TESTO DEL DOCUMENTO »
REPERTORIO E TRAMA ... per dieci minuti al giorno di lettura e di scrittura

Il termine “euforia” rimanda anche alla parola “gioia” e, di conseguenza, richiedete in biblioteca, per leggerlo o per rileggerlo, il romanzo L’arte della gioia di Goliarda Sapienza...

     Lo stato euforico che la gioia spesso procura va sempre governato con grande autodisciplina e, a questo proposito, la riflessione che il termine “euforia” innesca ha un suo sèguito in quanto “la sensazione accentuata di esuberante e spensierata vivacità” che l’euforia produce porta sovente la persona a compiere azioni insensate dovute alla perdita del controllo che lo stato euforico [eùphoros] produce con conseguenze sempre nefaste [kakophoros, in greco] che provocano nella persona un senso di abbattimento, di depressione, di tristezza, di scontentezza, di avvilimento. E anche nel caso della pandemia è successo che l’euforia iniziale ha lasciato il posto all’abbattimento, alla depressione, alla tristezza, alla scontentezza, all’avvilimento: saranno in grado gli esseri umani [si domanda la gatta bianca della Favola che stiamo leggendo] di riflettere intellettualmente sulla dinamica del passaggio dall’euphoria alla kakophoria [la conseguenza nefasta dell’euforia, in greco] seguendo un ragionamento progressivo?

     Per dare corpo al ragionamento progressivo che dobbiamo imbastire, è necessario mettere sul tornio della nostra Officina di apprendistato cognitivo la parola-chiave “euforia” per studiarne la fisionomia che si presenta in modo piuttosto complesso.

ELENCO DATI »
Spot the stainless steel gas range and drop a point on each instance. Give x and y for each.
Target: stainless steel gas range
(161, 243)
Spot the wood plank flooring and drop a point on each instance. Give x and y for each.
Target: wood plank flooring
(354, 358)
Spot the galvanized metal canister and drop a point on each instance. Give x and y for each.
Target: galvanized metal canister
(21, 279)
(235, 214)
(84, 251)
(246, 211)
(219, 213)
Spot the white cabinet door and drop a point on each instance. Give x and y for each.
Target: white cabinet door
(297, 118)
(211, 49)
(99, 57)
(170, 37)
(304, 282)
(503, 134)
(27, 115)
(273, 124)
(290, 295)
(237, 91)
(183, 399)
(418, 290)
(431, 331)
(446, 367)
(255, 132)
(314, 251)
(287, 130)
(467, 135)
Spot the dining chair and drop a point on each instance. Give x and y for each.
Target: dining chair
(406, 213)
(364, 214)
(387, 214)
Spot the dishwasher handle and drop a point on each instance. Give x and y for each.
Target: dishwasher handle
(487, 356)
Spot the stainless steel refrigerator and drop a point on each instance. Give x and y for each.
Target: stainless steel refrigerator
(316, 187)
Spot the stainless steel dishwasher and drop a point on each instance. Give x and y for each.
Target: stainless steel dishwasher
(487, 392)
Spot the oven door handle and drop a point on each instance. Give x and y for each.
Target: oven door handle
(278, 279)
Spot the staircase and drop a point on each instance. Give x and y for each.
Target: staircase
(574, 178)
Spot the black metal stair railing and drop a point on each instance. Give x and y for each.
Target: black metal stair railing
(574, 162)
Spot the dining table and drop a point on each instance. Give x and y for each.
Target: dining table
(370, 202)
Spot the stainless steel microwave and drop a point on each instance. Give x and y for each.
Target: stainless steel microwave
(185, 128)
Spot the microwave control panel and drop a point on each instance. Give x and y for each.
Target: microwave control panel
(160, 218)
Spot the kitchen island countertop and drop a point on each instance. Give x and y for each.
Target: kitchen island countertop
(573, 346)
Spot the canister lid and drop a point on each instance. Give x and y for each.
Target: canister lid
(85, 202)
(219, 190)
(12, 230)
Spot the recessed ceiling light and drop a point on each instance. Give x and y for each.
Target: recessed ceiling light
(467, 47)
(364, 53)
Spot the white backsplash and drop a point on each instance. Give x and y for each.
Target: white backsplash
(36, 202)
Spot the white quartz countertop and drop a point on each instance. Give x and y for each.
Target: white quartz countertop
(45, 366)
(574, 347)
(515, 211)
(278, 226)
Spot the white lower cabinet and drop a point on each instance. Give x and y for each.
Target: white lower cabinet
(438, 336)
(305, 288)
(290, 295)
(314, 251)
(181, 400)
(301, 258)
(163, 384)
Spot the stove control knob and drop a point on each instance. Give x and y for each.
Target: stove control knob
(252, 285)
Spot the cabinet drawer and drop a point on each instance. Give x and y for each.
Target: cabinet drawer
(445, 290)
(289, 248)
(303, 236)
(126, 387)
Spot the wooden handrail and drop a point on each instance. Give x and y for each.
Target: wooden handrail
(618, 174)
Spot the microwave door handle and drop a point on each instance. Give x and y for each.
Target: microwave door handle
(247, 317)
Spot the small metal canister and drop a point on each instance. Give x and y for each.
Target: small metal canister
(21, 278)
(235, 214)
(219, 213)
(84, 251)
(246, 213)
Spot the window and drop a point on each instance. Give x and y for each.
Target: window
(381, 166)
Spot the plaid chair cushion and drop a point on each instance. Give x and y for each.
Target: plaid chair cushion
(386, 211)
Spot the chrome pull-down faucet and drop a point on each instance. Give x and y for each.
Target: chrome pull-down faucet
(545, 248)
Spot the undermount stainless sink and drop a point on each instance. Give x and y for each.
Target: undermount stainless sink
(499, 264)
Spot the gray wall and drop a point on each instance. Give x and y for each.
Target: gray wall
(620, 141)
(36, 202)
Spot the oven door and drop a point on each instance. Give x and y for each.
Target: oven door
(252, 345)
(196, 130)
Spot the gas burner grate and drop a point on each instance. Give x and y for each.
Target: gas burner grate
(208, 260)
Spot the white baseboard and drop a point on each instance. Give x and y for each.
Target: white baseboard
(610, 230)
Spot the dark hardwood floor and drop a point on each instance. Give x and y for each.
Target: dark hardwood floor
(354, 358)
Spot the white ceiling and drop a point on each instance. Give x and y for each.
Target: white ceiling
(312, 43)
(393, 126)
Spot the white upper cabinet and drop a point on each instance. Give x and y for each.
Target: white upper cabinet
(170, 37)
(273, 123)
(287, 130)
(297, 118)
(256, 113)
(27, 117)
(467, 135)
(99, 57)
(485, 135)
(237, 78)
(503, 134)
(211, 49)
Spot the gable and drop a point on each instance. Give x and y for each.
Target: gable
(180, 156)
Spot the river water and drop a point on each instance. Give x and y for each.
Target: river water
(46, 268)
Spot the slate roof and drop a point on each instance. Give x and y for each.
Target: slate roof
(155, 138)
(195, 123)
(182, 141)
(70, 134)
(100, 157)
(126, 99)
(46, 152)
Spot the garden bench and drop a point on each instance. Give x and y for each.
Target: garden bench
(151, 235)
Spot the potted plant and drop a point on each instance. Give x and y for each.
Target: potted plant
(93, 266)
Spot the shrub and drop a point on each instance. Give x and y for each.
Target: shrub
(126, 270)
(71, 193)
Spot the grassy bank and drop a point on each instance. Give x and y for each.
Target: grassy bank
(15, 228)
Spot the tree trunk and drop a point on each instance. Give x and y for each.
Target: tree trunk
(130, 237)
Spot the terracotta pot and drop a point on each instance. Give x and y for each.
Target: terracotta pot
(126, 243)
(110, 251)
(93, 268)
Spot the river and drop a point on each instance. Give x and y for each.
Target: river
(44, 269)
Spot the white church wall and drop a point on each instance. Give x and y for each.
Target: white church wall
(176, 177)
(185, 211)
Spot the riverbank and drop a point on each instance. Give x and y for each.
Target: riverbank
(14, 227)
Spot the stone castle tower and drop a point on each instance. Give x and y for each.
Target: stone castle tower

COSA FARE »
Trascrivi parola per parola il passo del testo sull'euforia che comincia con “REPERTORIO E TRAMA” e termina con “di Goliarda Sapienza...”.

RISPOSTA »
REPERTORIO E TRAMA ... per dieci minuti al giorno di lettura e di scrittura

Il termine “euforia” rimanda anche alla parola “gioia” e, di conseguenza, richiedete in biblioteca, per leggerlo o per rileggerlo, il romanzo L’arte della gioia di Goliarda Sapienza...